Job: Return the exact lines spanning from the line with "Where can you spot the beige" through the last line of the entries, boundaries included, and no others.

Information supplied:
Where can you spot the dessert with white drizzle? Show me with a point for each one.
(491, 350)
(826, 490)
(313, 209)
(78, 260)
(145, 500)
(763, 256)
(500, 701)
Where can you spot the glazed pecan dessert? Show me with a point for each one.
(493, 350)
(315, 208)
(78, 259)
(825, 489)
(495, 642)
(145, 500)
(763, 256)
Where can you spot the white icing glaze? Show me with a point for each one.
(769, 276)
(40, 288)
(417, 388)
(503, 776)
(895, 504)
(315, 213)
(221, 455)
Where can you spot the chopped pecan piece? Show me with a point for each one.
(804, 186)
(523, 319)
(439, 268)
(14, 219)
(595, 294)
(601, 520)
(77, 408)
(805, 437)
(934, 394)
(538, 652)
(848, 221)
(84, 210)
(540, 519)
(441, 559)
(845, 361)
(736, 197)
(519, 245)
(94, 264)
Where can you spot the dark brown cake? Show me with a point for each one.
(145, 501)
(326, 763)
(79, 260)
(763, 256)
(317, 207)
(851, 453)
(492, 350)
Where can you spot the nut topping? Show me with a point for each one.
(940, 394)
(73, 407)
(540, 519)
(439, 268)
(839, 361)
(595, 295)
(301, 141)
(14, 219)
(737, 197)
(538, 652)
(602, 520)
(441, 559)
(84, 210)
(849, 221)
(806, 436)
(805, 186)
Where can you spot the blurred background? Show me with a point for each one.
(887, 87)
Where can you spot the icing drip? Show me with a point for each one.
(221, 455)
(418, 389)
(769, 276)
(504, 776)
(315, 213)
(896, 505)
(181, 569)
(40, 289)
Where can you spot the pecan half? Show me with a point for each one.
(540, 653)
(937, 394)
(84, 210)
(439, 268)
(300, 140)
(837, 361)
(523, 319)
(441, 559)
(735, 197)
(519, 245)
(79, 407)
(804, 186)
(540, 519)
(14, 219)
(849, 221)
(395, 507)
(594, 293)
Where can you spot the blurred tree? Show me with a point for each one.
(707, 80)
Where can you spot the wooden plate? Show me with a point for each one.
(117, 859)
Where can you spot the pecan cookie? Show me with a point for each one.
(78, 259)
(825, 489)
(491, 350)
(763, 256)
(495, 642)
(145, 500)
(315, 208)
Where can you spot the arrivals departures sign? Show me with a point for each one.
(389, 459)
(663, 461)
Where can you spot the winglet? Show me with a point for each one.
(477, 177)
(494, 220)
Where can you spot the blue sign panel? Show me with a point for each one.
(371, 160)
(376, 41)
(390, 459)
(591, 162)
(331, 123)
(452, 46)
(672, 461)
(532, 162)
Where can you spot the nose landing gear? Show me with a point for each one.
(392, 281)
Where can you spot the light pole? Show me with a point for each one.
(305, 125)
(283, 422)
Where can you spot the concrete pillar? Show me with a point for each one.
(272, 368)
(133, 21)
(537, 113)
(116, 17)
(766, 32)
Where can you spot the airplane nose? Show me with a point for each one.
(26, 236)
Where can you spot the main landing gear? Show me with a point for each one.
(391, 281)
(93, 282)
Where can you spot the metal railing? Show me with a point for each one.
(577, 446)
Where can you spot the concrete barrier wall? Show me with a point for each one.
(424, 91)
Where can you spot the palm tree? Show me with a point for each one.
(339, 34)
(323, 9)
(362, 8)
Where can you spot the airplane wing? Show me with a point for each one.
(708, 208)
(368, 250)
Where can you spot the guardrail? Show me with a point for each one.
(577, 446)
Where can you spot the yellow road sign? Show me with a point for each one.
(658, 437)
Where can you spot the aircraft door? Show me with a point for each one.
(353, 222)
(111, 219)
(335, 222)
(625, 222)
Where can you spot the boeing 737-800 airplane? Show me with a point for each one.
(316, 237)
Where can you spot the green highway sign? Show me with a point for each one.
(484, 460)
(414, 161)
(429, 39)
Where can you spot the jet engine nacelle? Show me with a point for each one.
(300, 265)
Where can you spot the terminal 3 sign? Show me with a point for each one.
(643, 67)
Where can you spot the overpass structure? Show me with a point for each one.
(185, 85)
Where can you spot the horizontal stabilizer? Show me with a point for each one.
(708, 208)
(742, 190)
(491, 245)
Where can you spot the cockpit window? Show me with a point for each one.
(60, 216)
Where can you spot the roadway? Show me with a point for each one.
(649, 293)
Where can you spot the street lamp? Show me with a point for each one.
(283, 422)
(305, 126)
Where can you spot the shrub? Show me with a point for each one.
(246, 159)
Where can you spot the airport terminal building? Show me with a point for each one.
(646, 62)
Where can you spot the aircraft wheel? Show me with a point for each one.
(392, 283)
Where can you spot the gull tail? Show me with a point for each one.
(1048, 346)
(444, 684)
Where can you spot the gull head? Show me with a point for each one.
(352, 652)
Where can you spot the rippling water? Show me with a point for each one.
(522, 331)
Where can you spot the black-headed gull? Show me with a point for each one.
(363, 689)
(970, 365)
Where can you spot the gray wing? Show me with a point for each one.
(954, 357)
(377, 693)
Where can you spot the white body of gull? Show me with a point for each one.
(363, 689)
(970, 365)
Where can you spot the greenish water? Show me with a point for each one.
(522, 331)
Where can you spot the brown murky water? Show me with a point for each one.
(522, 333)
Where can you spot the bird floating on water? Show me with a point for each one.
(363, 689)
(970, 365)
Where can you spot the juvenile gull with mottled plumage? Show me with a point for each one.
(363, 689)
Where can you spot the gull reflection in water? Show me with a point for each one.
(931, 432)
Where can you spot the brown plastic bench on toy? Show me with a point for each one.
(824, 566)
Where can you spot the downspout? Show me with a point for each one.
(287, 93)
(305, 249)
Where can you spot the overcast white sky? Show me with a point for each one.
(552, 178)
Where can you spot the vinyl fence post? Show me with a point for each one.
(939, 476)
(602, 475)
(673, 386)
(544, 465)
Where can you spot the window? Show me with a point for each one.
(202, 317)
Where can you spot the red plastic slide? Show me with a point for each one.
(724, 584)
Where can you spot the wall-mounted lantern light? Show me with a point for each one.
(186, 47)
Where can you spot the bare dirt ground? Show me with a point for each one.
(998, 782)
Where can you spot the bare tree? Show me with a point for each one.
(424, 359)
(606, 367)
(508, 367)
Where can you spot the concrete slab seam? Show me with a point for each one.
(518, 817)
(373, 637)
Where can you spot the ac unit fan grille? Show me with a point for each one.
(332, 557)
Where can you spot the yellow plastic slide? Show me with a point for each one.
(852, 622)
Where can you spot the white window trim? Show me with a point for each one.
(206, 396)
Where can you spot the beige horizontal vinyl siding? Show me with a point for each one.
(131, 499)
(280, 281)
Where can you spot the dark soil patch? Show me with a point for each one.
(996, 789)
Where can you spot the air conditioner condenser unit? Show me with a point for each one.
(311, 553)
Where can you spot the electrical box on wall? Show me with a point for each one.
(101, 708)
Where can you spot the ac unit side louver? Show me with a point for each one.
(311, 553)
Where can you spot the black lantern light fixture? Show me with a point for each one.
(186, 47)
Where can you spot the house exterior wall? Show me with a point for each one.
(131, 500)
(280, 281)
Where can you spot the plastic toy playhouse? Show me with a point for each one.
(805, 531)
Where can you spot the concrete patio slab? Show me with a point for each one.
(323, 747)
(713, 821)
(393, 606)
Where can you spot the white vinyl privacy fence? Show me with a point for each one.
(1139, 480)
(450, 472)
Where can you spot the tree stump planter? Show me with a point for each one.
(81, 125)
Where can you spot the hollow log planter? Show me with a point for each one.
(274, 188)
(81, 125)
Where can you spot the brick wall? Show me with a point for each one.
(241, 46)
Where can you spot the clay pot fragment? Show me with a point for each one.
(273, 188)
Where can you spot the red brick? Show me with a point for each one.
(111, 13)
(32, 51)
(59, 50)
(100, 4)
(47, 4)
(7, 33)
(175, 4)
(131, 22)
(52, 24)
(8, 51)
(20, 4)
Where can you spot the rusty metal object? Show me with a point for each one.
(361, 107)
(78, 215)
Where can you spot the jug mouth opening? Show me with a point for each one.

Task output:
Where can you spot the beige horizontal vinyl siding? Show me with a point for each one.
(131, 499)
(280, 281)
Where can you spot the dark soil patch? Show me with a point for each one.
(996, 789)
Where can you spot the air conditioner condenser unit? Show me with a point for each one.
(311, 553)
Where can you spot the electrical box on wall? Show me with a point for each one.
(101, 708)
Where can you spot the ac unit side louver? Show me with a point for each one.
(311, 553)
Where can you spot the black lantern light fixture? Show me with a point for each one.
(186, 47)
Where can you spot the house exterior wall? Show me with a point for each one.
(131, 500)
(280, 281)
Where can you spot the plastic toy playhouse? Show me with a point for each one.
(805, 531)
Where can you spot the concrete patio slab? Show me with a point for each one.
(323, 747)
(713, 821)
(393, 606)
Where can you spot the white vinyl privacy fence? Show me with a point for each one.
(1139, 480)
(450, 472)
Where can you spot the tree stump planter? Show me with a point for each one.
(81, 125)
Where can you spot the hollow log planter? Show me with a point for each one.
(274, 188)
(81, 125)
Where can you spot the brick wall? Show me with a point for each one.
(241, 46)
Where can you spot the clay pot fragment? Show me with a point for each one.
(273, 188)
Where can you spot the red brick? Show me with a point for each one.
(111, 13)
(32, 51)
(59, 50)
(100, 4)
(47, 4)
(7, 33)
(175, 4)
(131, 22)
(52, 24)
(8, 51)
(20, 4)
Where can you spot the rusty metal object? Show me with a point for each one.
(361, 107)
(78, 215)
Where can you spot the jug mouth opening? Show me with a point for each one.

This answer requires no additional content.